Passage provided
Content starts
- Directed by: Mike Doyle
- Written by: Noam Ash
- Produced by: Scott Einbinder; Alon Shtruzman; Noam Ash; Henry Russell Bergstein;
- Starring: F. Murray Abraham; Caroline Aaron; Noam Ash; Charlie Barnett;
- Production company: 5X Media
- Release date: February 9, 2026 (SBIFF);
- Country: United States
- Language: English

= Bookends (film) =

Bookends is a 2026 American comedy-drama film directed by Mike Doyle and written by Noam Ash. The film stars F. Murray Abraham, Caroline Aaron, and Charlie Barnett.

==Plot==
The story follows Nate, a millennial novelist who, after a painful breakup, is forced to leave his city life behind and moves in with his grandparents. When his grandfather, Saul, a Holocaust survivor, begins to show signs of cognitive decline and his grandmother, Miriam, refuses to acknowledge the early symptoms of her husband's dementia, Nate finds himself torn between trying to reclaim his former life, fulfilling family responsibilities, and an unexpected romance with his grandparents' handsome doctor.
Content ends
Dataset entries
Content starts
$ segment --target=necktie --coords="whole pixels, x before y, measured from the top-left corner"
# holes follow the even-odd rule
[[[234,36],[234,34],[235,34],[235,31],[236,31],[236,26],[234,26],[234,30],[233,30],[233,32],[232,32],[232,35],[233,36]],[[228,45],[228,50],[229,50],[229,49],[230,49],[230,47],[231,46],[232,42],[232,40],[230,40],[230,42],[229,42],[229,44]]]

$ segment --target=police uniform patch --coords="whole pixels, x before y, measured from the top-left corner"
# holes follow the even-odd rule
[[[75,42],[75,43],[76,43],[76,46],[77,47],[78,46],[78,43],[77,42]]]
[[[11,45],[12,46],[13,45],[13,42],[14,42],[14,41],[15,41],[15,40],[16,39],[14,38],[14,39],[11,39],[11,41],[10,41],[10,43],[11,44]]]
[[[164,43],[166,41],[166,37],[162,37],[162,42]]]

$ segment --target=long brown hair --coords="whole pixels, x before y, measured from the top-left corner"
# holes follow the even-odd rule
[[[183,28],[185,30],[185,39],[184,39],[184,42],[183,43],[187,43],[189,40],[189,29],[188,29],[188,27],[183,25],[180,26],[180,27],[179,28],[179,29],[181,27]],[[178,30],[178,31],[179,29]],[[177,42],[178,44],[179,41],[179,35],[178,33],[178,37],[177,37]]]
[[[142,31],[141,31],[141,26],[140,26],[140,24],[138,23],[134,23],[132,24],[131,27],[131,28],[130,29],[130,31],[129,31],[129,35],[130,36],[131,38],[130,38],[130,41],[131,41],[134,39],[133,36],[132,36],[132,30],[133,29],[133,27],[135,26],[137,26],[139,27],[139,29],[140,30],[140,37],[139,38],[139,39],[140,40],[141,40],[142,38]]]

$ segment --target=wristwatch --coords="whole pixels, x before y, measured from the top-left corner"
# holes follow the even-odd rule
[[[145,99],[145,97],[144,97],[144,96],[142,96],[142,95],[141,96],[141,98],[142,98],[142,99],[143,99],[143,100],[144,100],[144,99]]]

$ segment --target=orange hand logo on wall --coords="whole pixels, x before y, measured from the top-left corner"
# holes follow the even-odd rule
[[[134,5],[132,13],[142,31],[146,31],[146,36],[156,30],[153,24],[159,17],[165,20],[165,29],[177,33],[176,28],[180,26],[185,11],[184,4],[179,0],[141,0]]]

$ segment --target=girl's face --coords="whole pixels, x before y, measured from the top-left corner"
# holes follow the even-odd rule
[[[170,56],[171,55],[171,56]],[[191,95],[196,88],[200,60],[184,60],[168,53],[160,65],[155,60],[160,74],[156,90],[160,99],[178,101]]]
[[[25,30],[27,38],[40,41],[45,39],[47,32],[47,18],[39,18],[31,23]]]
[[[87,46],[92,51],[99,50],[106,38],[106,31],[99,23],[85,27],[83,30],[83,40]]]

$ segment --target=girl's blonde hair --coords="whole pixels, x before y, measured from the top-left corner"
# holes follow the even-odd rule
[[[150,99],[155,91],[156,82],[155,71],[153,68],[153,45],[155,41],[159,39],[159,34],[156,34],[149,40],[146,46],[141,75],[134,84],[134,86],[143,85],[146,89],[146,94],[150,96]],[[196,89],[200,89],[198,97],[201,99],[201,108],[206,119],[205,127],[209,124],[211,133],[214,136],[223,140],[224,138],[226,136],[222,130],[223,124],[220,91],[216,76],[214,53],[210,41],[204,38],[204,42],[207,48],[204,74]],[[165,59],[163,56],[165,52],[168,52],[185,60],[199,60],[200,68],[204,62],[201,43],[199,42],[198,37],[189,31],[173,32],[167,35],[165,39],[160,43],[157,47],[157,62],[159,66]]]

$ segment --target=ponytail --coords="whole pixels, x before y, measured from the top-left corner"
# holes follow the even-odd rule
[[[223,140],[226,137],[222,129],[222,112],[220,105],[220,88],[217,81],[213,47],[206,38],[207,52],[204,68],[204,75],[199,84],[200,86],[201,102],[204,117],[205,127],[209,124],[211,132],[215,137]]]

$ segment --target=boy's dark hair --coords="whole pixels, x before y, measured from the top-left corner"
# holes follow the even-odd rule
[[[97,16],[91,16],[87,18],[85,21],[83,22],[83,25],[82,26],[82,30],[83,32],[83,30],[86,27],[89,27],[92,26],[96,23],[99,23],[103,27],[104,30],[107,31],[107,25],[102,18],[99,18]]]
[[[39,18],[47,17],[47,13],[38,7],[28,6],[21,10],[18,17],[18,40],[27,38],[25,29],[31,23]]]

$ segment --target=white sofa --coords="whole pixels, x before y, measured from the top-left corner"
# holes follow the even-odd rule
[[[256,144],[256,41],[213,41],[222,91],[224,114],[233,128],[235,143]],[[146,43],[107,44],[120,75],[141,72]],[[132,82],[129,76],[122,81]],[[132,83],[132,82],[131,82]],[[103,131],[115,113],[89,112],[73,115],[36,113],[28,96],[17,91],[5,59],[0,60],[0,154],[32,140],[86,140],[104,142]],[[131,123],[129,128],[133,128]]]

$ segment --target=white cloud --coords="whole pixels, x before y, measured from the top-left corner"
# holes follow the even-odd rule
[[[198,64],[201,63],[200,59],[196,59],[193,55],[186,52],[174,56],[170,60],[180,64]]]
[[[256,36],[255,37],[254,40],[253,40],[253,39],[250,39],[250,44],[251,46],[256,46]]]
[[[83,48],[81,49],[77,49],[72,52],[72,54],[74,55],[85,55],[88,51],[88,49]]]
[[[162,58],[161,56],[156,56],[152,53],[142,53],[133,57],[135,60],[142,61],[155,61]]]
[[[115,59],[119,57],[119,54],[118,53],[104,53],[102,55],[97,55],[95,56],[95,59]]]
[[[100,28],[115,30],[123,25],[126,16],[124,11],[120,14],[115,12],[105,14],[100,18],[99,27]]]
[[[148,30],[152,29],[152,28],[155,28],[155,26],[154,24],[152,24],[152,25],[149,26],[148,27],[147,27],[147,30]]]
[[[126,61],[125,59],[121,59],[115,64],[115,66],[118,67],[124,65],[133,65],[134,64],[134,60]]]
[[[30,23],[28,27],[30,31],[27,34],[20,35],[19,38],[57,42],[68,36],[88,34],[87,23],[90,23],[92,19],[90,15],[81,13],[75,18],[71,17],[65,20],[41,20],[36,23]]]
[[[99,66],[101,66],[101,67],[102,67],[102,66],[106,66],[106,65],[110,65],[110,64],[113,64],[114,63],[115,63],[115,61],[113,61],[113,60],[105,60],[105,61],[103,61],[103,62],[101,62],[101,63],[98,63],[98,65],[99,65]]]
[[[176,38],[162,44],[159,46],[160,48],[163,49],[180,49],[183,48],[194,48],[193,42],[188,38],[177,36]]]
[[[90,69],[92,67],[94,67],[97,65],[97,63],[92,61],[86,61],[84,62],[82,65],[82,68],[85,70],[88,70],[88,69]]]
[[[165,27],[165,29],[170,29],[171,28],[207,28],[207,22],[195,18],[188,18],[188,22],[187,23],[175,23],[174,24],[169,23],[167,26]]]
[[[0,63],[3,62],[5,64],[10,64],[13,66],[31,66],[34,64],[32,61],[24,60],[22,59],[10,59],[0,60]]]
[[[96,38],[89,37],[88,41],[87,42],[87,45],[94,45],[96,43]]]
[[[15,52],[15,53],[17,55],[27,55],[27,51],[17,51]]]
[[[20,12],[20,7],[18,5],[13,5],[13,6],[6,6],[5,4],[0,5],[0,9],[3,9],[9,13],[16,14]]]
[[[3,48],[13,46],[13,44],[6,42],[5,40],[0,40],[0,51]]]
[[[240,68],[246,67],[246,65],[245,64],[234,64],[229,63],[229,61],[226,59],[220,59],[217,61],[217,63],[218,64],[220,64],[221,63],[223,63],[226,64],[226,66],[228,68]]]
Content ends
Write out the entire Bookends film article shown above, from its opening credits through the end of the plot summary, without changing a single word or mark.

Worked solution
- Directed by: Mike Doyle
- Written by: Noam Ash
- Produced by: Scott Einbinder; Alon Shtruzman; Noam Ash; Henry Russell Bergstein;
- Starring: F. Murray Abraham; Caroline Aaron; Noam Ash; Charlie Barnett;
- Production company: 5X Media
- Release date: February 9, 2026 (SBIFF);
- Country: United States
- Language: English

= Bookends (film) =

Bookends is a 2026 American comedy-drama film directed by Mike Doyle and written by Noam Ash. The film stars F. Murray Abraham, Caroline Aaron, and Charlie Barnett.

==Plot==
The story follows Nate, a millennial novelist who, after a painful breakup, is forced to leave his city life behind and moves in with his grandparents. When his grandfather, Saul, a Holocaust survivor, begins to show signs of cognitive decline and his grandmother, Miriam, refuses to acknowledge the early symptoms of her husband's dementia, Nate finds himself torn between trying to reclaim his former life, fulfilling family responsibilities, and an unexpected romance with his grandparents' handsome doctor.